▸ Ejercicio
Di si cada afirmación coincide con el texto y copia las palabras del texto que lo deciden. 1. Quien escribe terminó y publicó los dos posts que tenía a medio escribir. 2. El cuento navideño del año pasado era de humor negro. 3. Este año había tiempo de sobra para escribir el cuento de Navidad.

▸ El texto
- - -
Ya
estamos otra vez aquí, fieles a nuestra cita anual. Vale, reconozco que he
desatendido el blog en los últimos tiempos. Por muchas razones, entre ellas por
exceso de trabajo. Y también porque un par de posts se me atragantaron. Los
tenía ahí, medio escritos. Pensaba que debía acabarlos y publicarlos, que era
casi mi obligación, pero algo en mi interior se resistía. Sobre todo el segundo
post; trataba de un tema muy emocional y personal, y me tocaba las narices escribir
sobre el asunto. Eso me bloqueaba. Hasta que finalmente, no hace mucho, decidí
que, en realidad, no estaba obligado a escribir nada, así que a la mierda: los
dos textos inacabados a la papelera y santas pascuas. Pero seguía bajo la garra,
ay, del exceso de trabajo.
En fin, el caso es que puedo tirarme
meses sin subir una entrada, pero hay una cita del todo ineludible: el cuento
de Navidad. Y aquí, maldita sea mi estampa, surgió otro problema. Veréis, el
año pasado colgué un cuento navideño, El
poni, de humor negro. Pero tenía un fallo: era demasiado realista,
describía una situación aterradoramente posible y, en definitiva, daba mal
rollo. Eso me hicieron ver dos amables merodeadores, que ese cuento no era
adecuado para un año tan nefasto como el 2020. Tenían razón. Me disculpé e hice
una promesa: mi próximo cuento navideño (es decir, el de este año) sería todo
lo contrario: puro buen rollo.
Y ahí está el problema: tengo la
mente podrida y la mayoría de las ideas que se me ocurren son gamberras. Eso,
unido al apretón de trabajo (acabar una novela antes de las fiestas), que me
impedía concentrarme en el cuento, empezó a angustiarme. Pasaban los días y no
se me ocurría ninguna idea de buen rollo que valiera la pena. Al final, tuve
que aceptar lo inevitable: aunque se me ocurriera algo, no tendría tiempo para
escribirlo. Por primera vez iba a fallar en mi cita con el cuento navideño. Se
me partió el corazón.
- - -
▸ Datos dados

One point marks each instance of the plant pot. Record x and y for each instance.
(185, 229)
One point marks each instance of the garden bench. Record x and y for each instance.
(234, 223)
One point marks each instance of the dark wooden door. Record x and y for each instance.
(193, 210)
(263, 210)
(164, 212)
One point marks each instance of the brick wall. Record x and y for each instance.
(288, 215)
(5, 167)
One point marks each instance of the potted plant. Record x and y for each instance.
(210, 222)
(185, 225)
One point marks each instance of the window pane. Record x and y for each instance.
- - -
▸ Tu respuesta
1. No: "los dos textos inacabados a la papelera y santas pascuas".
2. Sí: "El poni, de humor negro".
3. No: "aunque se me ocurriera algo, no tendría tiempo para escribirlo".